- _TEXTE DE LECTURE_:
◆ ◆ ◆

3) Stocker les données en DB dans une table raw_data

In [3]:
from pyspark.sql import SparkSession

spark = SparkSession.builder.appName("SparkExercice").getOrCreate()
df_stream = spark.readStream.format("kafka") \
    .option('kafka.bootstrap.servers', kafka_server) \
    .option('subscribe', topic) \
    .option('startingOffsets', 'earliest') \
    .load()

def process_batch(batch_df, batch_id):
    batch_df.write.format("jdbc") \
        .option("url", "jdbc:postgresql://postgres:5432/events") \
        .option("dbtable", "public.raw_data") \
        .option("user", "app") \
        .option("password", "1234") \
        .mode("append") \
        .save()

query = df_stream.writeStream \
    .foreachBatch(process_batch) \
    .start()
query.awaitTermination(20)
query.stop()

25/10/08 07:10:34 WARN SparkSession: Using an existing Spark session; only runtime SQL configurations will take effect.

◆ ◆ ◆

- _CONSIGNE_:
Répondez aux trois questions suivantes en vous appuyant sur l'extrait de code ci-dessus.
1. Quel nom d'application est attribué à la session Spark ?
2. Quelle valeur est donnée à l'option startingOffsets lors de la lecture du flux Kafka ?
3. Dans quelle table les lots sont-ils écrits ?

◆ ◆ ◆

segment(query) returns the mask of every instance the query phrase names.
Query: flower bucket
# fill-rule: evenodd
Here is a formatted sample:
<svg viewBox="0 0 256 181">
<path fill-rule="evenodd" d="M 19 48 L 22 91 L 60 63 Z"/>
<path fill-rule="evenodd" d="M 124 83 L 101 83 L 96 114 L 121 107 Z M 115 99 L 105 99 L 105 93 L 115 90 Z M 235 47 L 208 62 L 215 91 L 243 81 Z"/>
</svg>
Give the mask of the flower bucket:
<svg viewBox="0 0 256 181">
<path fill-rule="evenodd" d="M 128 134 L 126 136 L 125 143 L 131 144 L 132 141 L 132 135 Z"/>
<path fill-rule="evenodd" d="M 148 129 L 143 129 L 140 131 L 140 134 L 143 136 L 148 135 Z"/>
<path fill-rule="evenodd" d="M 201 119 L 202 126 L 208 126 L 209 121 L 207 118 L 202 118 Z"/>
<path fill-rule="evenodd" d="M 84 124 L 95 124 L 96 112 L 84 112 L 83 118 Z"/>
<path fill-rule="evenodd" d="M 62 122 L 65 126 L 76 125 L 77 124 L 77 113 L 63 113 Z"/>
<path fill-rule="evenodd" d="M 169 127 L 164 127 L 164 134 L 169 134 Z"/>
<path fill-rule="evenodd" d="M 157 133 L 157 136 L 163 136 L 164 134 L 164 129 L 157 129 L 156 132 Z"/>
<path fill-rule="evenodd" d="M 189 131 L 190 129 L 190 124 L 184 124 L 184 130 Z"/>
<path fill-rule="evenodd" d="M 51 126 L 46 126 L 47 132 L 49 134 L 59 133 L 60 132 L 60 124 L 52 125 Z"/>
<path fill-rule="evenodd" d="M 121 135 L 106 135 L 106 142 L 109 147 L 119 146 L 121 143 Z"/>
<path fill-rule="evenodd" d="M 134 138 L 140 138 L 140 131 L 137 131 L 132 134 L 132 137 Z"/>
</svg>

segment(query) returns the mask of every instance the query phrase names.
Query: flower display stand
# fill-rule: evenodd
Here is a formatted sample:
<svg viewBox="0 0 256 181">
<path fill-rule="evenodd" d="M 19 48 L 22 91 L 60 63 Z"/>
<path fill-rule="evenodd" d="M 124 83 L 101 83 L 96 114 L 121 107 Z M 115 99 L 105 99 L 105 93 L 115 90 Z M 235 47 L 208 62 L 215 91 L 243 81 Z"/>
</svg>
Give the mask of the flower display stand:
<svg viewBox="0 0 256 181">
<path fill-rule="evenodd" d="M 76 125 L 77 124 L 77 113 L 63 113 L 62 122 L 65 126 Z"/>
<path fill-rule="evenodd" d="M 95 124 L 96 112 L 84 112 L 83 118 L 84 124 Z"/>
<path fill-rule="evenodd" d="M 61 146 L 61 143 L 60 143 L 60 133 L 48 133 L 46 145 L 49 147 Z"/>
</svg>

◆ ◆ ◆

- _CORRIGÉ_:
1. SparkExercice
2. earliest
3. public.raw_data